[Rows of box annotation data]
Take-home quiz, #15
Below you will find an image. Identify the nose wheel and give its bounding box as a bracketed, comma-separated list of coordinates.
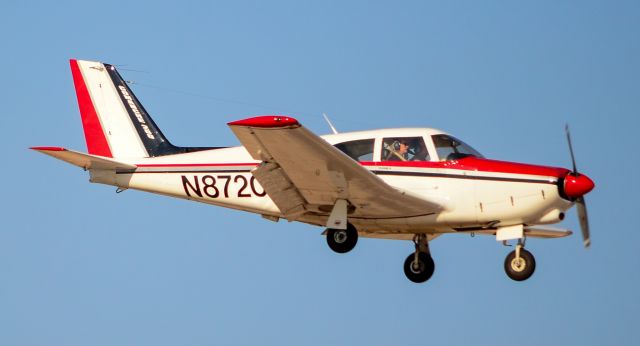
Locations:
[404, 234, 436, 284]
[504, 243, 536, 281]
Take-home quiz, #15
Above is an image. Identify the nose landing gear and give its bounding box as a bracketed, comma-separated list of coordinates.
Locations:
[504, 241, 536, 281]
[404, 234, 436, 283]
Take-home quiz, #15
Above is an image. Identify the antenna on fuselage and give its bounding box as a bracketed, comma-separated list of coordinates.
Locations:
[322, 113, 338, 135]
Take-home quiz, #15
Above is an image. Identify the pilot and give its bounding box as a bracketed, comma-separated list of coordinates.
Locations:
[389, 138, 409, 161]
[411, 140, 429, 161]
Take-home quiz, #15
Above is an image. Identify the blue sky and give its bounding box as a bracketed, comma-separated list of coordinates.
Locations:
[0, 1, 640, 345]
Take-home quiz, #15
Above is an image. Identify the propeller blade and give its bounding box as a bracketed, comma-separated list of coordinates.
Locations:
[576, 197, 591, 247]
[564, 124, 578, 174]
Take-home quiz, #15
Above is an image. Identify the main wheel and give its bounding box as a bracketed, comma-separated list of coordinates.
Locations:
[504, 249, 536, 281]
[404, 252, 436, 284]
[327, 224, 358, 253]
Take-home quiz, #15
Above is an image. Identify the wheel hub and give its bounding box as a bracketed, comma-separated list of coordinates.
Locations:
[333, 231, 347, 244]
[511, 257, 527, 273]
[411, 261, 424, 274]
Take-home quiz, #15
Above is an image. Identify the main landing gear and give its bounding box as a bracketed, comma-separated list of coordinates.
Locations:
[327, 223, 358, 253]
[404, 234, 436, 283]
[504, 240, 536, 281]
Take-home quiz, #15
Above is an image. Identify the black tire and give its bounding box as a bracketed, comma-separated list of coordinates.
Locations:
[327, 224, 358, 253]
[404, 252, 436, 284]
[504, 249, 536, 281]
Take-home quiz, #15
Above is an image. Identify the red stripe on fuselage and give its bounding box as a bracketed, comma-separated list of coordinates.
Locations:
[360, 157, 569, 178]
[136, 163, 258, 167]
[69, 59, 113, 157]
[136, 157, 569, 178]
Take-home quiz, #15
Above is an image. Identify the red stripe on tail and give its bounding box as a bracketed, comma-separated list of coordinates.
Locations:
[69, 59, 113, 157]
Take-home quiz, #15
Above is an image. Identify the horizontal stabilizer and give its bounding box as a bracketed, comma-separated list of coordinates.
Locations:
[31, 147, 136, 170]
[458, 226, 573, 238]
[524, 226, 573, 238]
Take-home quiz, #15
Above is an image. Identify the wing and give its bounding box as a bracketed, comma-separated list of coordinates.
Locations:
[228, 116, 442, 220]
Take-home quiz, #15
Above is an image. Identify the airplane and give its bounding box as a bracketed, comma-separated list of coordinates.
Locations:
[30, 59, 595, 283]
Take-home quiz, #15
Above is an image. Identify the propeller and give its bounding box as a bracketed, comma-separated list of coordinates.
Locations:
[564, 124, 593, 248]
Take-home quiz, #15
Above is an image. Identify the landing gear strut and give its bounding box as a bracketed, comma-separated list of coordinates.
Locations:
[327, 224, 358, 253]
[504, 240, 536, 281]
[404, 234, 436, 283]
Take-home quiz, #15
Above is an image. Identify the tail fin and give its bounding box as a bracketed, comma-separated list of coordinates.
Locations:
[70, 59, 213, 158]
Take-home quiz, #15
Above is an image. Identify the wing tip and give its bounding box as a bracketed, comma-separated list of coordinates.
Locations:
[227, 115, 300, 128]
[29, 147, 67, 151]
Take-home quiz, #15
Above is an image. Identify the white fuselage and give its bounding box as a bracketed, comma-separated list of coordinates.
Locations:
[96, 129, 572, 237]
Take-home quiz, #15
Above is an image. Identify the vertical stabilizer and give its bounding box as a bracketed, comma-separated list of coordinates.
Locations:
[70, 59, 210, 158]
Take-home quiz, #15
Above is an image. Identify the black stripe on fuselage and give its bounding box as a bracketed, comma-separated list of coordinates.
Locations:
[116, 169, 251, 174]
[116, 169, 557, 185]
[371, 170, 557, 185]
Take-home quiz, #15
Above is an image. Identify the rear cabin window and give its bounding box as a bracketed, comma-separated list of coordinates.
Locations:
[380, 137, 430, 161]
[334, 139, 374, 161]
[432, 135, 483, 161]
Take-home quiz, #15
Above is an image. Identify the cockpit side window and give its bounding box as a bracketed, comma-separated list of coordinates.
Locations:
[432, 135, 484, 161]
[380, 137, 429, 161]
[334, 139, 375, 161]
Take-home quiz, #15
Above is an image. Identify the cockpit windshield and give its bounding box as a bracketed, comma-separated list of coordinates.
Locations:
[432, 135, 484, 161]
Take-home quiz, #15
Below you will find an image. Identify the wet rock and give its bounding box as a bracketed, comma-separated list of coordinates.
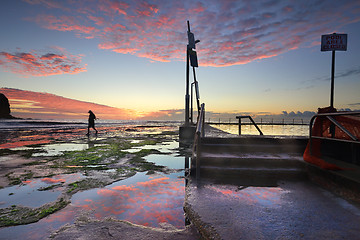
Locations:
[50, 217, 200, 240]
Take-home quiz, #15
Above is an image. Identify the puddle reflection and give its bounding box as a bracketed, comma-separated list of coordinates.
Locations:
[71, 173, 185, 228]
[206, 185, 289, 207]
[0, 173, 83, 208]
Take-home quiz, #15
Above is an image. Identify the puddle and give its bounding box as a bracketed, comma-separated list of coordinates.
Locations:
[206, 185, 289, 207]
[0, 173, 83, 208]
[0, 142, 185, 239]
[71, 173, 185, 228]
[126, 140, 179, 153]
[0, 173, 185, 240]
[146, 154, 185, 169]
[32, 143, 89, 157]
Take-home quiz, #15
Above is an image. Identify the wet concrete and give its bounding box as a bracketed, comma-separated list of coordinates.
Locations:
[184, 125, 360, 239]
[184, 177, 360, 239]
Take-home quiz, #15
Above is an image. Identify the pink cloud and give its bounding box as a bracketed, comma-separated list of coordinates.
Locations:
[0, 51, 86, 76]
[21, 0, 360, 66]
[0, 88, 137, 119]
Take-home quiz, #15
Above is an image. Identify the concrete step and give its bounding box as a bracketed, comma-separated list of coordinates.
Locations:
[201, 143, 305, 153]
[200, 156, 304, 169]
[200, 166, 307, 187]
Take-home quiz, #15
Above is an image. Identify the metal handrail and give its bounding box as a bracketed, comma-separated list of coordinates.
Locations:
[192, 103, 205, 179]
[309, 111, 360, 155]
[236, 116, 264, 135]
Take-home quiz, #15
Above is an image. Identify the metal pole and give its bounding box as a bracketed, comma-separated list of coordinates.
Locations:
[330, 50, 335, 108]
[185, 21, 190, 126]
[239, 117, 241, 135]
[190, 83, 194, 123]
[193, 67, 200, 114]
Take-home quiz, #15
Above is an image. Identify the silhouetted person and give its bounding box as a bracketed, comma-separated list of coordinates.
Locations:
[86, 110, 97, 135]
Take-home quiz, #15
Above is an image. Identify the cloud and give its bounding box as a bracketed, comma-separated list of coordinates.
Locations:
[0, 88, 137, 119]
[0, 48, 86, 76]
[27, 0, 360, 66]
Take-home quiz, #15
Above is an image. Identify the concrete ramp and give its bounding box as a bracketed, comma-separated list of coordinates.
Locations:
[184, 134, 360, 240]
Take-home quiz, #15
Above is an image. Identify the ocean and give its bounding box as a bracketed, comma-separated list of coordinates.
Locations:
[0, 119, 308, 239]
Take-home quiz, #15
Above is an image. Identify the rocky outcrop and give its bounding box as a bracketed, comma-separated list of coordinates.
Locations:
[0, 93, 15, 119]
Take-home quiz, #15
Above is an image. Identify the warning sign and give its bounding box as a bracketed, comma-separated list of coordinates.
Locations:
[321, 33, 347, 51]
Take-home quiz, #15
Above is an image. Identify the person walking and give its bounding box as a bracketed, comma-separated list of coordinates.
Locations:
[86, 110, 98, 135]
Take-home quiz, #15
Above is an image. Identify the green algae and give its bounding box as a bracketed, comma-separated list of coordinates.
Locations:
[0, 198, 69, 227]
[0, 126, 179, 227]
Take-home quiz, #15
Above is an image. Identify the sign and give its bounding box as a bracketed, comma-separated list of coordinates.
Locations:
[321, 33, 347, 51]
[189, 49, 199, 67]
[188, 32, 195, 49]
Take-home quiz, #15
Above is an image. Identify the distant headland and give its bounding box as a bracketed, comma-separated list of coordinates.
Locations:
[0, 93, 16, 119]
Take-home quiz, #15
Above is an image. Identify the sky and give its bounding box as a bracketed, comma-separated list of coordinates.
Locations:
[0, 0, 360, 120]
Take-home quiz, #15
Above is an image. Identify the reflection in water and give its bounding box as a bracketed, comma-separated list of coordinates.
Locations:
[0, 173, 83, 208]
[212, 124, 309, 136]
[205, 185, 289, 207]
[72, 173, 185, 228]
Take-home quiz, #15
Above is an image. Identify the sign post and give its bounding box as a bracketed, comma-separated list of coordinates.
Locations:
[321, 33, 347, 108]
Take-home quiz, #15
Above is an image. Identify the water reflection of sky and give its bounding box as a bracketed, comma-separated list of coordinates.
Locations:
[0, 173, 185, 239]
[206, 185, 289, 207]
[71, 173, 185, 228]
[0, 173, 83, 208]
[212, 124, 309, 136]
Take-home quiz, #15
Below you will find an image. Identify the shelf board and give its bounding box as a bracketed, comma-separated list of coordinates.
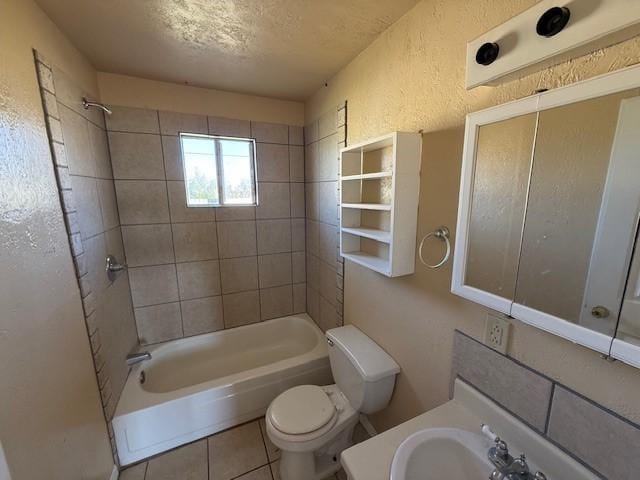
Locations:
[342, 227, 391, 243]
[340, 172, 393, 182]
[341, 203, 391, 211]
[342, 252, 390, 275]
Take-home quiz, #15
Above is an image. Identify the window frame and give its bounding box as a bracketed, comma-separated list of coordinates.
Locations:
[178, 132, 258, 208]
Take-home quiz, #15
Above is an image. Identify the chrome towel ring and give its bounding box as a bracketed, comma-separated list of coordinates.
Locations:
[418, 225, 451, 268]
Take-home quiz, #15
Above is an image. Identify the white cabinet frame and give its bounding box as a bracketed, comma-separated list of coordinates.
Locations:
[451, 61, 640, 360]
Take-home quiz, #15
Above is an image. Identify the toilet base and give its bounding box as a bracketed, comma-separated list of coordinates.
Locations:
[280, 425, 355, 480]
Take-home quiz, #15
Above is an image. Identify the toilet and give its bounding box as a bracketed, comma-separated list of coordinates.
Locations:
[265, 325, 400, 480]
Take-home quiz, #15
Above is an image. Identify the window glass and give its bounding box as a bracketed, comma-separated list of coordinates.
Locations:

*Aim*
Find every line in the material above that contains the word "concrete" and copy each one. Case counts.

*Response to this task*
Above is an image. Identify the wet concrete and give its bounding box as a bracketed, comma-separated list of coordinates.
Above is an image. Identify the concrete step and give its bounding box as a bracketed, comma-separated list of coordinates.
Above is an image. Identify the concrete ramp and give its bounding box as a bracketed, comma-separated list of coordinates.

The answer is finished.